▶ _SHORT TASK_
Every line from the line containing "Locate the green grass" through the final line of the data is to be printed exactly; no other line is to appear.

+-------+

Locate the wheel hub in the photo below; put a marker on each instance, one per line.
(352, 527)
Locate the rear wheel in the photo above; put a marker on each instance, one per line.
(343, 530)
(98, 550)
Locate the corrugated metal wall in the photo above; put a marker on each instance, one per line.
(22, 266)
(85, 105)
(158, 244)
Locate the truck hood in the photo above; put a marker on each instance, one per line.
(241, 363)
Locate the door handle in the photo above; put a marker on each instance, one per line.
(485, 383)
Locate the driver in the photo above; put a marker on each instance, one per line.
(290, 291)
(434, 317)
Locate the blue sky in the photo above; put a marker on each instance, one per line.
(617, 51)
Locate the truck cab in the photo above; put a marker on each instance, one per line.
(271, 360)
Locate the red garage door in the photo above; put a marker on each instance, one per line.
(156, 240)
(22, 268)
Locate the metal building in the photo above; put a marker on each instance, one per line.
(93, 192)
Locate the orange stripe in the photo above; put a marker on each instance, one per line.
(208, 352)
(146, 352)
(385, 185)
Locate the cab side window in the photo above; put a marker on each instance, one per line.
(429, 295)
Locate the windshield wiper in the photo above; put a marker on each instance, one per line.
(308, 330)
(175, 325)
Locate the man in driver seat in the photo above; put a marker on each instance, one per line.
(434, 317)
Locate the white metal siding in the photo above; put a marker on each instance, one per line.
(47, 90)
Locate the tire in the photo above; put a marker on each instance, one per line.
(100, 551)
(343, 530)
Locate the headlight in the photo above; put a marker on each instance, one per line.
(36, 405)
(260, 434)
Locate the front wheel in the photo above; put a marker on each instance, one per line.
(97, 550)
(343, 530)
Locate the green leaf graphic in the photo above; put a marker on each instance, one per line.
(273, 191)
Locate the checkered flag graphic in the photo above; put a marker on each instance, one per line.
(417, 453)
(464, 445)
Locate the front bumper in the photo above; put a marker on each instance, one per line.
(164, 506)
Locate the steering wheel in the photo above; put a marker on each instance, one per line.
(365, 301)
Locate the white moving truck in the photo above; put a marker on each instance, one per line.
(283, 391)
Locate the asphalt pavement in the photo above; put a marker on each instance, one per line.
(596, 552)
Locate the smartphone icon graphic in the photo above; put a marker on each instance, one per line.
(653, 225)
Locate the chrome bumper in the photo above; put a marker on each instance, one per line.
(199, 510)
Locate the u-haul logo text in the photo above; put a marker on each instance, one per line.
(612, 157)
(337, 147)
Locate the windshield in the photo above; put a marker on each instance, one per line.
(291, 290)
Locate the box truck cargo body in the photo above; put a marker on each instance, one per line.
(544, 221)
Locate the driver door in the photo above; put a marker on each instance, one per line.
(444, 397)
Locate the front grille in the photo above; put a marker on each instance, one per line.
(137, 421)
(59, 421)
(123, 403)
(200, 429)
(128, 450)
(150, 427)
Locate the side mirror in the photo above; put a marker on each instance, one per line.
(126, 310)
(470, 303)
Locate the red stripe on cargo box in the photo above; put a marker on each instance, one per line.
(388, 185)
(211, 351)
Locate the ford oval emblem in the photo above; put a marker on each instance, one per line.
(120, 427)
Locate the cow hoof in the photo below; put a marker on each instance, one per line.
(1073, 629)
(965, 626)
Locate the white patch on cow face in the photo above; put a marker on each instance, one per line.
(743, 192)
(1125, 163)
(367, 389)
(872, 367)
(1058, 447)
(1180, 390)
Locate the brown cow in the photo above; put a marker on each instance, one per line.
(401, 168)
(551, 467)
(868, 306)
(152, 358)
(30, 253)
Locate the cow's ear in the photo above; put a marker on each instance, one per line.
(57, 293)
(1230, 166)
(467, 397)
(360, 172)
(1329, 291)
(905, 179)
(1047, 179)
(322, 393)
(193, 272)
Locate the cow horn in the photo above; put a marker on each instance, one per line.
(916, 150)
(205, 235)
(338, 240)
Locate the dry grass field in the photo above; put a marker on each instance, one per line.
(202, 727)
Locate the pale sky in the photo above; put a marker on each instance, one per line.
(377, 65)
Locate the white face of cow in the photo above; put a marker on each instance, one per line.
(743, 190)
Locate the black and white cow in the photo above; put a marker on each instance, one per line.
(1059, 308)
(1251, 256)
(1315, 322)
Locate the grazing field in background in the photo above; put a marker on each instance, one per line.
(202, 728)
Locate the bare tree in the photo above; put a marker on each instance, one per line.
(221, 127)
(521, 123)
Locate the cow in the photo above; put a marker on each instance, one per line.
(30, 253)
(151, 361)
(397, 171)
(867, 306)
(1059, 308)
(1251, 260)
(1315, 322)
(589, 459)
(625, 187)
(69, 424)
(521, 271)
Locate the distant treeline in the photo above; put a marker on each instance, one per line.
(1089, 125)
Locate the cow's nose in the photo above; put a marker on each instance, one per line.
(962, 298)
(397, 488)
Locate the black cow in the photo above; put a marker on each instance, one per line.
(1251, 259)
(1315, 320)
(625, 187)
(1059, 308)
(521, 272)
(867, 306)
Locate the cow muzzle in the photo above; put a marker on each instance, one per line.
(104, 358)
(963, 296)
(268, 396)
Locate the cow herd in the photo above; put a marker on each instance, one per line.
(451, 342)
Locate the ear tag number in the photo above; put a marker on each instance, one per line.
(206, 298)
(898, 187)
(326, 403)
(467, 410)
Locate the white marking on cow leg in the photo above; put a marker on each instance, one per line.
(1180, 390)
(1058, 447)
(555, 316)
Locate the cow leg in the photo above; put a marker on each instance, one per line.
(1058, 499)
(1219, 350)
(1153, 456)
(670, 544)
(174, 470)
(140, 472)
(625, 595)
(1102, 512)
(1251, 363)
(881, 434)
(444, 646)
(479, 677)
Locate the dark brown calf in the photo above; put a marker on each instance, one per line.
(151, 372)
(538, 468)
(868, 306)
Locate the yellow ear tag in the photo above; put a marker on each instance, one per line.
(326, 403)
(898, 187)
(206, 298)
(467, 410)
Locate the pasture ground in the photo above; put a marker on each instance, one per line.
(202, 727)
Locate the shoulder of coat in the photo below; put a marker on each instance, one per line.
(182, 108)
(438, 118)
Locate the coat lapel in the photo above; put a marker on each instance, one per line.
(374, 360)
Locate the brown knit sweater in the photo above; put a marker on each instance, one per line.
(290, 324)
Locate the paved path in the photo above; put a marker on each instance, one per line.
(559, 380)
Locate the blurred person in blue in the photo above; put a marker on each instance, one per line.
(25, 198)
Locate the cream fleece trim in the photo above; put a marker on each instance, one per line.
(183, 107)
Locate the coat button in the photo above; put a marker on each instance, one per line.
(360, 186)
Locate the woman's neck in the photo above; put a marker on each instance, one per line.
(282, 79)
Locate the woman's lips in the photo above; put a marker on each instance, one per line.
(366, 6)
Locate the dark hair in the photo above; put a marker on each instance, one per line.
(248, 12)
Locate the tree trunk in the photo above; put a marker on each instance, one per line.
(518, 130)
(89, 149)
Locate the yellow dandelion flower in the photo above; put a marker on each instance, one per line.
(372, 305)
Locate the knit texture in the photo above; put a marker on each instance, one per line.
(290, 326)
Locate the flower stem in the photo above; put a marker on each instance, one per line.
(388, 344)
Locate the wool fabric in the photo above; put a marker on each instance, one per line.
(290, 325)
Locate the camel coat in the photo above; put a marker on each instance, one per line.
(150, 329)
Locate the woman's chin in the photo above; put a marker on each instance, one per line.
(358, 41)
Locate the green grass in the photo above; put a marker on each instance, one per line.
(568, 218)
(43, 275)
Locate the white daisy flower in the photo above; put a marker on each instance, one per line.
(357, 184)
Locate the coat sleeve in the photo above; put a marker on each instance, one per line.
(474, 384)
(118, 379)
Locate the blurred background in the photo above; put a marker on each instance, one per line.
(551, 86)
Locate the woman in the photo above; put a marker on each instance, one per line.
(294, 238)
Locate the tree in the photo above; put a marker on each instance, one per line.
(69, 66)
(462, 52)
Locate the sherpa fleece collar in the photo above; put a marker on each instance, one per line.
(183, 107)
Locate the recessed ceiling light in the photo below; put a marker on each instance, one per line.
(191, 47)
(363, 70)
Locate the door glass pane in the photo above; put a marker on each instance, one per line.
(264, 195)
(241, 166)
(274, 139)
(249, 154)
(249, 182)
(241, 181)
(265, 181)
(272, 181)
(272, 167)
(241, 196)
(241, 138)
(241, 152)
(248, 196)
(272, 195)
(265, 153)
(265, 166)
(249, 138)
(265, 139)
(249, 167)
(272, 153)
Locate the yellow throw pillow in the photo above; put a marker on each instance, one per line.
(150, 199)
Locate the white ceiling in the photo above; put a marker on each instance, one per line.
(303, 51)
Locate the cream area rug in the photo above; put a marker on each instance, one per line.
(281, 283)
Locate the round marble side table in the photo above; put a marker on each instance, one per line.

+-------+

▶ _SOLUTION FOR THIS EXERCISE_
Locate the green grass in the photo above; put a marker on each instance, one per line.
(568, 218)
(43, 275)
Locate the white daisy flower in the photo above; put a marker on each instance, one per line.
(357, 184)
Locate the coat sleeve in the photo above; put a marker on each instance, one per line.
(474, 384)
(118, 379)
Locate the blurred background in the photo above; put a marker on each instance, one per line.
(551, 86)
Locate the woman in the photo above; put a marker on each instance, one per line.
(294, 238)
Locate the tree in the photo above; put a marker on each instance, one per line.
(69, 66)
(462, 52)
Locate the sherpa fleece collar in the photo above; put a marker on each instance, one per line.
(183, 107)
Locate the recessed ceiling light in the photo below; put a marker on each instance, one per line.
(191, 47)
(363, 70)
Locate the door glass pane in the photo above; put a marker on each instance, one per line.
(264, 195)
(241, 166)
(274, 139)
(249, 154)
(249, 182)
(241, 181)
(265, 181)
(272, 181)
(272, 167)
(241, 196)
(241, 138)
(241, 152)
(248, 196)
(272, 195)
(265, 153)
(265, 166)
(249, 138)
(265, 139)
(249, 167)
(272, 153)
Locate the yellow throw pillow in the photo above; put a marker on each instance, one per line.
(150, 199)
Locate the white ceiling in the photo above; put a marker on each instance, one per line.
(303, 51)
Locate the cream area rug in the photo above; put a marker on each instance, one per line.
(281, 283)
Locate the round marble side table in the photo above; put a marker on each instance, one per line.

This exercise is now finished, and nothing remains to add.